What you should do: Turn every line of the records into a Markdown table with the columns Row and Line. Put the row number under Row and the line's text under Line, skipping blank lines.

Records to process:
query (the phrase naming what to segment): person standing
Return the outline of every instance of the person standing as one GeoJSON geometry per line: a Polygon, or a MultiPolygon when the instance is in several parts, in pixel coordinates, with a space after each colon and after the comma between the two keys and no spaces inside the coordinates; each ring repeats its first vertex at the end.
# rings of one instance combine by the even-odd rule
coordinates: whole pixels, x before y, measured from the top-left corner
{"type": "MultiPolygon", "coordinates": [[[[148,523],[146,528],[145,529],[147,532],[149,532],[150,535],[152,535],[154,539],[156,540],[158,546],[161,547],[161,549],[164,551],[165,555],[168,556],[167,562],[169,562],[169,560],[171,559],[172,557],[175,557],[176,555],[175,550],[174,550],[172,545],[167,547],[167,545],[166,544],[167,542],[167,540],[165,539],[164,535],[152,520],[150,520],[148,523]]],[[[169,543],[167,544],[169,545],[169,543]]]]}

Worked answer:
| Row | Line |
|---|---|
| 1 | query (the phrase naming what to segment): person standing |
| 2 | Return the outline of every instance of the person standing as one GeoJSON geometry per line: a Polygon, or a MultiPolygon when the instance is in several parts, in pixel coordinates, with a space after each colon and after the comma between the two keys and no spaces inside the coordinates; each ring repeats its first vertex at the end. |
| 3 | # rings of one instance combine by the even-odd rule |
| 4 | coordinates: whole pixels, x before y, measured from the top-left corner |
| 5 | {"type": "MultiPolygon", "coordinates": [[[[148,523],[146,528],[145,529],[147,532],[149,532],[150,535],[152,535],[154,539],[156,540],[158,546],[161,547],[161,549],[164,551],[165,555],[168,556],[167,562],[169,562],[169,560],[171,559],[172,557],[175,557],[176,555],[175,550],[174,550],[172,545],[167,547],[167,545],[166,544],[167,542],[167,540],[165,539],[164,535],[152,520],[150,520],[148,523]]],[[[169,543],[167,544],[169,545],[169,543]]]]} |